◆ Text section
● ● ● ● ●

Studio album by Sister Sledge
- Released: March 16, 1980
- Recorded: November 1979 – February 1980
- Studios: Power Station, New York City
- Genres: R&B; disco; pop; soul;
- Length: 38:44
- Label: Cotillion
- Producers: Nile Rodgers; Bernard Edwards;

Sister Sledge chronology
| We Are Family (1979) | Love Somebody Today (1980) | All American Girls (1981) |

Singles from Love Somebody Today
- "Got to Love Somebody" Released: December 18, 1979; "Reach Your Peak" Released: March 12, 1980; "Let's Go on Vacation" Released: June 1980; "Easy Street" Released: 1980;

= Love Somebody Today =

Love Somebody Today is the fourth album by the American vocal group Sister Sledge. It was released on March 16, 1980, by Cotillion Records.

The album saw the return of Chic musicians Bernard Edwards and Nile Rodgers, who produced several disco, R&B and soul songs. Love Somebody Today also featured several different vocal arrangements. Kathy Sledge sings lead on half of the album, while the remaining songs are led by other sisters.

● ● ● ● ●

◆ Location identification items
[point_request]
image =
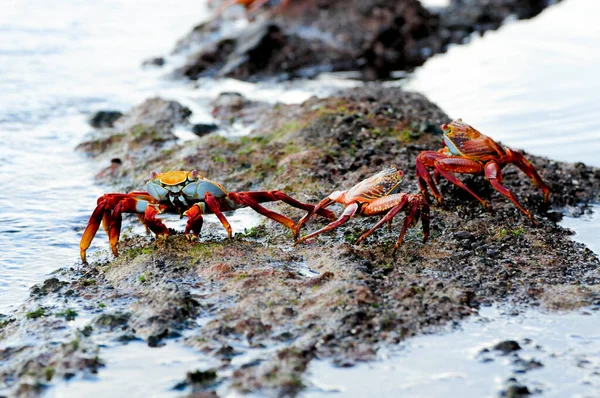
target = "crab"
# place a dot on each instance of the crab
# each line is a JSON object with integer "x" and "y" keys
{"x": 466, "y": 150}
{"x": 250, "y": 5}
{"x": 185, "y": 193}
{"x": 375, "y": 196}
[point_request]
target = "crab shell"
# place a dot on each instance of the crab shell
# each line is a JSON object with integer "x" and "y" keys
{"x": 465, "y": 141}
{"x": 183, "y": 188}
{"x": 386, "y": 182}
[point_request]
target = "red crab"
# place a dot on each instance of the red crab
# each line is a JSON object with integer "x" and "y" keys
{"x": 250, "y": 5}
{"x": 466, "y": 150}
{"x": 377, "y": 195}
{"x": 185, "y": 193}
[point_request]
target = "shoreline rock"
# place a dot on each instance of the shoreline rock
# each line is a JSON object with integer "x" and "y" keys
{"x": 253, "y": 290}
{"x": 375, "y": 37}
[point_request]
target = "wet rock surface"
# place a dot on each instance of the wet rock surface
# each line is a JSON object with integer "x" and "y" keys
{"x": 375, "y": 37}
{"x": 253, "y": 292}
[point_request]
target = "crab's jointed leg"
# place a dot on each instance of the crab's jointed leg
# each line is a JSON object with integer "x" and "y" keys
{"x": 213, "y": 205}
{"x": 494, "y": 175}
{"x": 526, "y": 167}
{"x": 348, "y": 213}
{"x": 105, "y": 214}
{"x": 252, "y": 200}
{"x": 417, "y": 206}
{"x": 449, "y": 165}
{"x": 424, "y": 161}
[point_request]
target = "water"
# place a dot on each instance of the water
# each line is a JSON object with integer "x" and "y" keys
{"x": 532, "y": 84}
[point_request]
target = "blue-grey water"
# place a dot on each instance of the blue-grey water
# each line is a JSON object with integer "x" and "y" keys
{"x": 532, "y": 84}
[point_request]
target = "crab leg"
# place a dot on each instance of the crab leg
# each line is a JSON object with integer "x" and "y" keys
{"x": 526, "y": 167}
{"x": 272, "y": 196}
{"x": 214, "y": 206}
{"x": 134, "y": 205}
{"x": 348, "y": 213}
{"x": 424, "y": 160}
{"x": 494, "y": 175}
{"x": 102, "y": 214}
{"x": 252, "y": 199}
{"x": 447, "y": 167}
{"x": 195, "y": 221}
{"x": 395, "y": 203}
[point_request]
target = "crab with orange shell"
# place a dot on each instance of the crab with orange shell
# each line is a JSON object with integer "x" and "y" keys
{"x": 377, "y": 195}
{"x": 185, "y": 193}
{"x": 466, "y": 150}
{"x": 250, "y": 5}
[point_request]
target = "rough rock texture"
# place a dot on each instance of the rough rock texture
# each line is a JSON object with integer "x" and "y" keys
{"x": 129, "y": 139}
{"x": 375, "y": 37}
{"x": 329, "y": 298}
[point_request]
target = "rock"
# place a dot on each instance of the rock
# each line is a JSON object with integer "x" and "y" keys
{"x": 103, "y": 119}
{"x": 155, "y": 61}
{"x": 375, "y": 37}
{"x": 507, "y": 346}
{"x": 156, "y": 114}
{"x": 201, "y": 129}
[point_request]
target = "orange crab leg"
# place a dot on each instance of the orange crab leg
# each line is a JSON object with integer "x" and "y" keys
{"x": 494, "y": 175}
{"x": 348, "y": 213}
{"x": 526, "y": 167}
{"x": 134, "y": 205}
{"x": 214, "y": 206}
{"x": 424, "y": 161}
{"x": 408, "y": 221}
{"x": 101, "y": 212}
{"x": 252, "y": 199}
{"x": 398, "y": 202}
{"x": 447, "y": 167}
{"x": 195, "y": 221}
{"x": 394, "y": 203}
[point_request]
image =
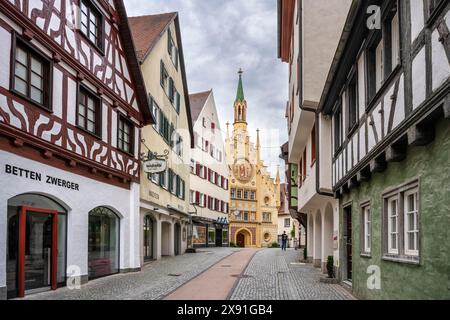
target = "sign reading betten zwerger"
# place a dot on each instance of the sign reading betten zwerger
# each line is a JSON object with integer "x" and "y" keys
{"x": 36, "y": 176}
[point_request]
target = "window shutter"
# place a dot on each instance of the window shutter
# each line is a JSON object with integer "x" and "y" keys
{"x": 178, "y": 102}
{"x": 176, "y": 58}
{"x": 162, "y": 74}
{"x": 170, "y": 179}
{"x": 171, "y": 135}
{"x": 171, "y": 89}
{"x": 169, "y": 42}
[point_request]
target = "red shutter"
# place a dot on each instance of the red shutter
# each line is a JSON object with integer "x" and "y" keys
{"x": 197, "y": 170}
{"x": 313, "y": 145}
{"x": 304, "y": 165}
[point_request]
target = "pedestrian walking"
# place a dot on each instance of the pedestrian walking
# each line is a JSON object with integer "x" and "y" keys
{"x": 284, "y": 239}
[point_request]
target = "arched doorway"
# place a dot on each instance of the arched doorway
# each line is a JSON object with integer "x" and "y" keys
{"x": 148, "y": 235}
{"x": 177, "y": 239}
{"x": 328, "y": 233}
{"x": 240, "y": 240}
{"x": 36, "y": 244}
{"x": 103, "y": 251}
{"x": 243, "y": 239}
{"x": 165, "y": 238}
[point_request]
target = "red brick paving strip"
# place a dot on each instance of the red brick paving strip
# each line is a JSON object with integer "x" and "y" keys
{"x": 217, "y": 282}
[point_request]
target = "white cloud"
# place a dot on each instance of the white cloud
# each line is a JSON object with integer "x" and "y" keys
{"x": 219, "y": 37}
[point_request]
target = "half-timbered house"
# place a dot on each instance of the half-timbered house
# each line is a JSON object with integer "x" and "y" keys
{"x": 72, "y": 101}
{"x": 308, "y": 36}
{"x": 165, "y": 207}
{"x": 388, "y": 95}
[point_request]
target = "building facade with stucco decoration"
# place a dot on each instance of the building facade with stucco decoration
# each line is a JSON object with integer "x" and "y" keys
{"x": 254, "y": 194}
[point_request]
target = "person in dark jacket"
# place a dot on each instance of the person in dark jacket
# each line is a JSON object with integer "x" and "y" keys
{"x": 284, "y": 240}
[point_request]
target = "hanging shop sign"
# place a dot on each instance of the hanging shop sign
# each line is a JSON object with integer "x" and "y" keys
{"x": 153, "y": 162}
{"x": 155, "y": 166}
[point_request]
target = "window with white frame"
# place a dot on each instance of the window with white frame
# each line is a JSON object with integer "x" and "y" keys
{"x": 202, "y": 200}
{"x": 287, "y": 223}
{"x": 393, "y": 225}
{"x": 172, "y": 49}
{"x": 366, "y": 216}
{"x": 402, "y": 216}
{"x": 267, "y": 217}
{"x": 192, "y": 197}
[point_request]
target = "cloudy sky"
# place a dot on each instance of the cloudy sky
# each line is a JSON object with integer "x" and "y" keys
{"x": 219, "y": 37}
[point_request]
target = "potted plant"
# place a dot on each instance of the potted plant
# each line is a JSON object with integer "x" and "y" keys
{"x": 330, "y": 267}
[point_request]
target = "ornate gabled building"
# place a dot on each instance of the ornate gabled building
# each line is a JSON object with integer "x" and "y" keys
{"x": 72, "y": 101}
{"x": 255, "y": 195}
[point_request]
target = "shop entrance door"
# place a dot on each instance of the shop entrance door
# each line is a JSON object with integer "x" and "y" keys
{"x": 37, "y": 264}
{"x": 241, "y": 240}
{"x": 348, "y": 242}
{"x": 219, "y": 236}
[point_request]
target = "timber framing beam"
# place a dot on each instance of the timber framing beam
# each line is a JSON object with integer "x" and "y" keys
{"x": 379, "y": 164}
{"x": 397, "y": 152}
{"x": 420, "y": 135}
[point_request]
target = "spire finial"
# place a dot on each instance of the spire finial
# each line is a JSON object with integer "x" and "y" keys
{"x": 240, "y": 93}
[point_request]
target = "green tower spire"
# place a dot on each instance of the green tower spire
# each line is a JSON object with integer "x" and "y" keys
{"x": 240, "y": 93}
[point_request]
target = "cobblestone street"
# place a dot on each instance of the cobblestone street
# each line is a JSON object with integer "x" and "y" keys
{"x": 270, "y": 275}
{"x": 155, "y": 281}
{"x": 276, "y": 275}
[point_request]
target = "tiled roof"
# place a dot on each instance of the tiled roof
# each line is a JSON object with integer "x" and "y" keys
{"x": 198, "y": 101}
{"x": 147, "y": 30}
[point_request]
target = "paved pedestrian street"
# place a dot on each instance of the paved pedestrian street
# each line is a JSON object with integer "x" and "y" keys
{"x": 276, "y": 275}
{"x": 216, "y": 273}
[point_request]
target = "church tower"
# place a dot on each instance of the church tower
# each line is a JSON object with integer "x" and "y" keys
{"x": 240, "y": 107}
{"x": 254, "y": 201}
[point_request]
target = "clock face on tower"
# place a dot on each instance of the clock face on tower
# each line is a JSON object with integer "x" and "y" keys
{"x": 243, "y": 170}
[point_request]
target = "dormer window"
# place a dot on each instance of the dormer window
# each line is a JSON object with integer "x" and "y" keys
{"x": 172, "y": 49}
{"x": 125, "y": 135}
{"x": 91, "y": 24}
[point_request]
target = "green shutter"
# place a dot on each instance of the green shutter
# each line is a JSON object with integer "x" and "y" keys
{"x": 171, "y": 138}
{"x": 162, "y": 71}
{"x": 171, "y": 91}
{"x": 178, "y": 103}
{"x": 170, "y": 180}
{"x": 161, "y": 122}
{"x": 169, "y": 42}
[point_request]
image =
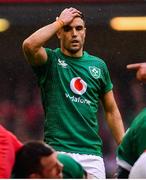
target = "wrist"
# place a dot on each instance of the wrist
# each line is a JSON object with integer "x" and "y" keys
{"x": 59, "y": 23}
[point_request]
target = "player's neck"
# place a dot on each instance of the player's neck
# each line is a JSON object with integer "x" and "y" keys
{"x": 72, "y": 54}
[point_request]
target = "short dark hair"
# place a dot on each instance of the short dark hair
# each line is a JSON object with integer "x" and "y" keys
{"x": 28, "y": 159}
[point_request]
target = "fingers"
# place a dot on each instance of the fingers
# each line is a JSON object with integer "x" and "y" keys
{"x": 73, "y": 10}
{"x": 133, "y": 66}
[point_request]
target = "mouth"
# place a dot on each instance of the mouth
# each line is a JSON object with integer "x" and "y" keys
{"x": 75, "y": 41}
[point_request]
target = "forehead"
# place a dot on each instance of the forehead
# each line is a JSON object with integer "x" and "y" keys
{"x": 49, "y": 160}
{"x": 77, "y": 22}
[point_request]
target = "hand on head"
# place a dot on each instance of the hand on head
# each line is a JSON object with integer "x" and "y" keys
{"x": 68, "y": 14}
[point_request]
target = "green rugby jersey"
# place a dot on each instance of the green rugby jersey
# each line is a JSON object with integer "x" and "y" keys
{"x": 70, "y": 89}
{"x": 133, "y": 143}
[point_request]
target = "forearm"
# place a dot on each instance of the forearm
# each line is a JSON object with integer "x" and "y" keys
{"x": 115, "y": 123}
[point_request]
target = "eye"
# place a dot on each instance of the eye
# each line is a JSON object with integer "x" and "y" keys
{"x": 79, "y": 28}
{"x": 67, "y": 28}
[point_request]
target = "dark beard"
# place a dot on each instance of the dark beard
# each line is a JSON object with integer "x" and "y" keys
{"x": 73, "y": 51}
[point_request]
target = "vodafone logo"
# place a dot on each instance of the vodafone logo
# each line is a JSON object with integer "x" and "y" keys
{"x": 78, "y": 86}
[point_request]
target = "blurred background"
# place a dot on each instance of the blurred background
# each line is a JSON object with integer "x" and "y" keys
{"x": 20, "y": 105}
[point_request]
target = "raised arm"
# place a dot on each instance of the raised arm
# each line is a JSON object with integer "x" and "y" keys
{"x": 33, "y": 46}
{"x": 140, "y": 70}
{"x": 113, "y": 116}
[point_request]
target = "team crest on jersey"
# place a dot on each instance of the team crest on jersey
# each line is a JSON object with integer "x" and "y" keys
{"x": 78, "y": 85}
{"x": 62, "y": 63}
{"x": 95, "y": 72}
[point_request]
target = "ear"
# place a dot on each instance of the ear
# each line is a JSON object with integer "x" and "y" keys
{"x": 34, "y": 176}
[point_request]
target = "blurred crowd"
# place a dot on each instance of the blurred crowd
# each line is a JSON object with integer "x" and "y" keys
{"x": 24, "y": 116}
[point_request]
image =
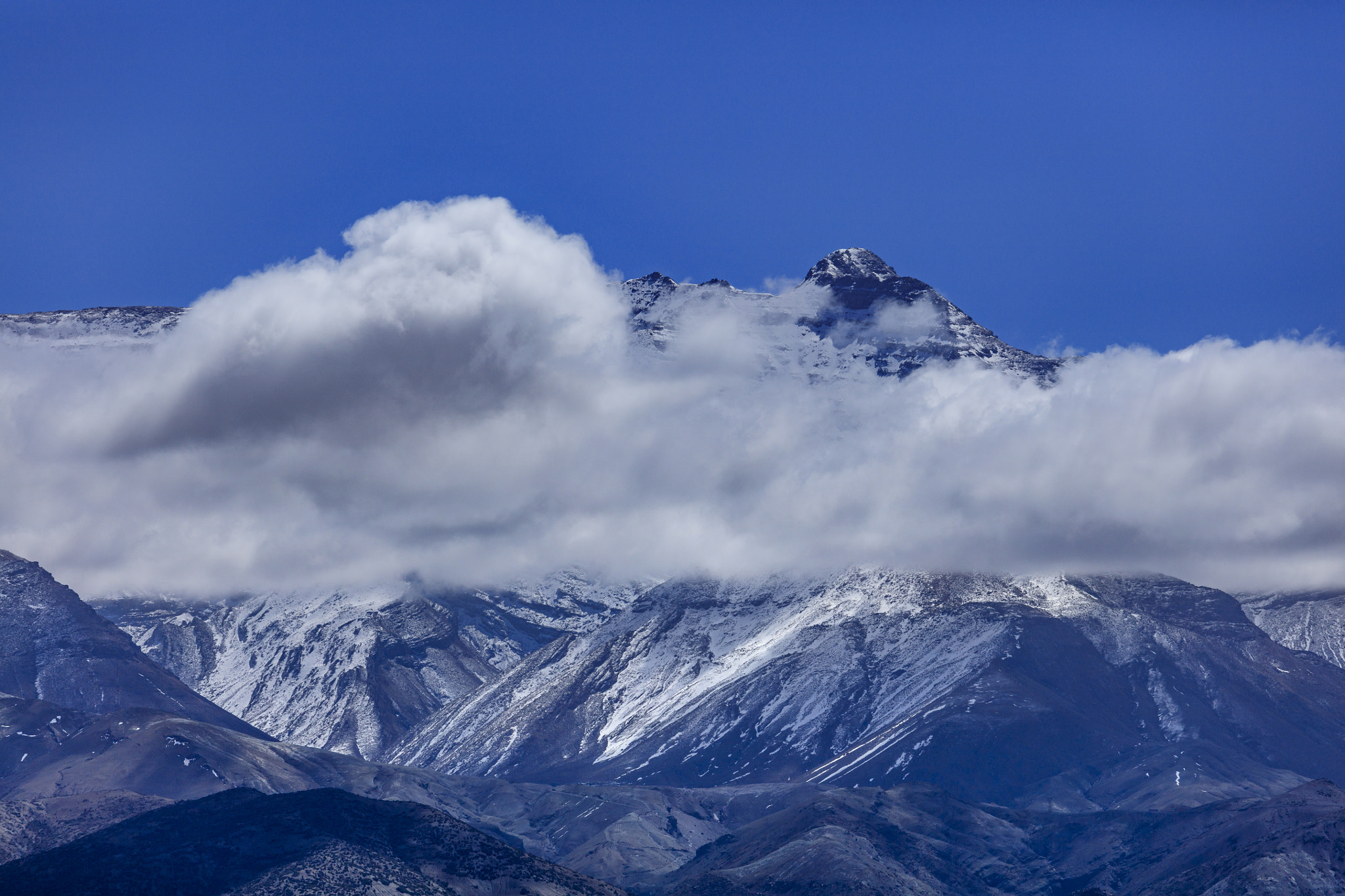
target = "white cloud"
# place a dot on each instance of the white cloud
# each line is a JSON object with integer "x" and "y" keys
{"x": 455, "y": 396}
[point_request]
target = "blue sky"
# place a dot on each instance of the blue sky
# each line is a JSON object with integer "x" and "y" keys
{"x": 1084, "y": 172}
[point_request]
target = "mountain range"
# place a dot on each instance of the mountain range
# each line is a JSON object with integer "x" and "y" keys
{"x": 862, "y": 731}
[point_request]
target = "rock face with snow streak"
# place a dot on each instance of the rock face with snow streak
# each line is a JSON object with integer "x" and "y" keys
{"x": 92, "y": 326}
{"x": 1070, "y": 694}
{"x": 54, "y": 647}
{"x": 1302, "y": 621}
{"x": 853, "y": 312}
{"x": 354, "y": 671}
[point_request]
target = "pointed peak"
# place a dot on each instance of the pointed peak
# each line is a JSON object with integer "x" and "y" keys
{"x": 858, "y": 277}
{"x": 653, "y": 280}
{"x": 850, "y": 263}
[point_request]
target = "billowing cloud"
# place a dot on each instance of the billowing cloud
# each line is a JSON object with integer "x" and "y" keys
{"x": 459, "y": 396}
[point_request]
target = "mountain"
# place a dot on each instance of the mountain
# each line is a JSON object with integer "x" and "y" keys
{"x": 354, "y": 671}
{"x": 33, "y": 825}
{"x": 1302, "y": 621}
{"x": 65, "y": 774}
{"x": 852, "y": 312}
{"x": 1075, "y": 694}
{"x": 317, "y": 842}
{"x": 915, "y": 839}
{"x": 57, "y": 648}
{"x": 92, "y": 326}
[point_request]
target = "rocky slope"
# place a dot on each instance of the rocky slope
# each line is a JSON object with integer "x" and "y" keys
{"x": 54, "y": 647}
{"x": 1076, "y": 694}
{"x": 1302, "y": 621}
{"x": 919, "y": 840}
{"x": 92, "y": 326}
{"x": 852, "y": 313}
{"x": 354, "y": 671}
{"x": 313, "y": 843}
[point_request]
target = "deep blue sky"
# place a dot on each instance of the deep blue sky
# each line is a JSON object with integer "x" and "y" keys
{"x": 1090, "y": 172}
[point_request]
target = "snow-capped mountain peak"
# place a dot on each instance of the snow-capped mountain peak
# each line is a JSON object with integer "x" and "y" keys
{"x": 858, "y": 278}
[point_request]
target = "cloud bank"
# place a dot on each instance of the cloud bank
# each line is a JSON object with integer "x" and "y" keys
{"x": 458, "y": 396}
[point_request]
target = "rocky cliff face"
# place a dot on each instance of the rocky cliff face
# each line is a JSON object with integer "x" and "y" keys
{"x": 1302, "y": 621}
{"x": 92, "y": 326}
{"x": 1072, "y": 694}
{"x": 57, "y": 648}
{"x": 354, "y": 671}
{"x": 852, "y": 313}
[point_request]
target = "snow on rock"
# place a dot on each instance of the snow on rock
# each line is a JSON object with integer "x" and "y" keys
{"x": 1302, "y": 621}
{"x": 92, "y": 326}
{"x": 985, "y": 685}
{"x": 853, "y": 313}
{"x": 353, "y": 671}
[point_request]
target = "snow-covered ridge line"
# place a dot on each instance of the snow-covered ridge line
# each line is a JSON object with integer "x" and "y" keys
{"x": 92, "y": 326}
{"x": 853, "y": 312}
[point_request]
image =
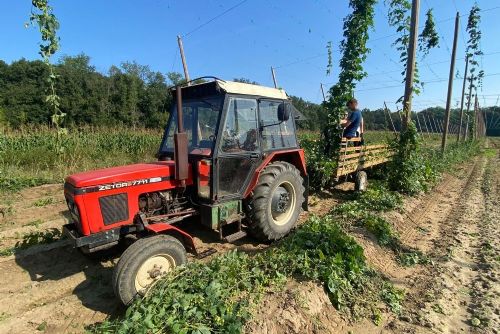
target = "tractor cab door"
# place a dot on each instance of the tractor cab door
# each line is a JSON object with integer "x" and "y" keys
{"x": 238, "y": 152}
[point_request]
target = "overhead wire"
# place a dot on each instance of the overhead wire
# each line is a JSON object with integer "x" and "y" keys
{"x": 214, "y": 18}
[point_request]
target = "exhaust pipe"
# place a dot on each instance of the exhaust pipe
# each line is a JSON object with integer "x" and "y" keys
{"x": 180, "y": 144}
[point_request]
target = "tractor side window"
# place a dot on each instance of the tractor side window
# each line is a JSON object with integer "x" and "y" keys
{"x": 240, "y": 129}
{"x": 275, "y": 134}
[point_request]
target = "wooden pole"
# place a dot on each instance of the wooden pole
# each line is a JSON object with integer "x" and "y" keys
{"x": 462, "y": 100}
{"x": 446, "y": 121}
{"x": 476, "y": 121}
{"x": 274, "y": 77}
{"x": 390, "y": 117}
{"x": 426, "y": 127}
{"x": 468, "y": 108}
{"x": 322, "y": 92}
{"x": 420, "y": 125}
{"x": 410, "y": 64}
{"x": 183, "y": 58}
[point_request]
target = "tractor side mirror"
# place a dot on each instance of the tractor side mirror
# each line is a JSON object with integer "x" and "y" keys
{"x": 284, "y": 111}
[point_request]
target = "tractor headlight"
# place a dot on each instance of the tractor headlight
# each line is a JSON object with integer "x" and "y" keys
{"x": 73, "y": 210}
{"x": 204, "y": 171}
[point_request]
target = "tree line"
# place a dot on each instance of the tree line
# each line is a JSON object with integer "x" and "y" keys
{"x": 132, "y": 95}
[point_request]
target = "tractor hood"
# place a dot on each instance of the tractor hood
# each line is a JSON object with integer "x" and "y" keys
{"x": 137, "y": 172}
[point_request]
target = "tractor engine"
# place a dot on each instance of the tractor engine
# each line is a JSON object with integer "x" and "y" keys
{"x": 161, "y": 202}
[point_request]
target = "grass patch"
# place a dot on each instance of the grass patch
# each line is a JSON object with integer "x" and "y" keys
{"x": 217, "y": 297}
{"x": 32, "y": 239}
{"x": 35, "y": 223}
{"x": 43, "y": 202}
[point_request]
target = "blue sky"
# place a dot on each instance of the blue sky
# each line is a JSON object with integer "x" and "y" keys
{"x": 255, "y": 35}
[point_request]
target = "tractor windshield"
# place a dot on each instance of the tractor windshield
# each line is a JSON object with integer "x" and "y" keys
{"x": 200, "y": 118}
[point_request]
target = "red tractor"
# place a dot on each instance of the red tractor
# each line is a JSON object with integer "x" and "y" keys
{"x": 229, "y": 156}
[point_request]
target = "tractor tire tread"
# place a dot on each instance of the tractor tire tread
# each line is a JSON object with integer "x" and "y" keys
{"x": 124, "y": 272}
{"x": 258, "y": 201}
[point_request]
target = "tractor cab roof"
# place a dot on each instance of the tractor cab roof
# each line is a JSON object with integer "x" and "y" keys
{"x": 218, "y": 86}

● ● ● ● ●

Answer these from the album text:
1. At which studio was the album recorded?
2. Which Sister Sledge album came after this one?
3. Who sings lead on half of the album?
The listing has nothing to do with the album text.

◆ Correct response
1. Power Station, New York City
2. All American Girls (1981)
3. Kathy Sledge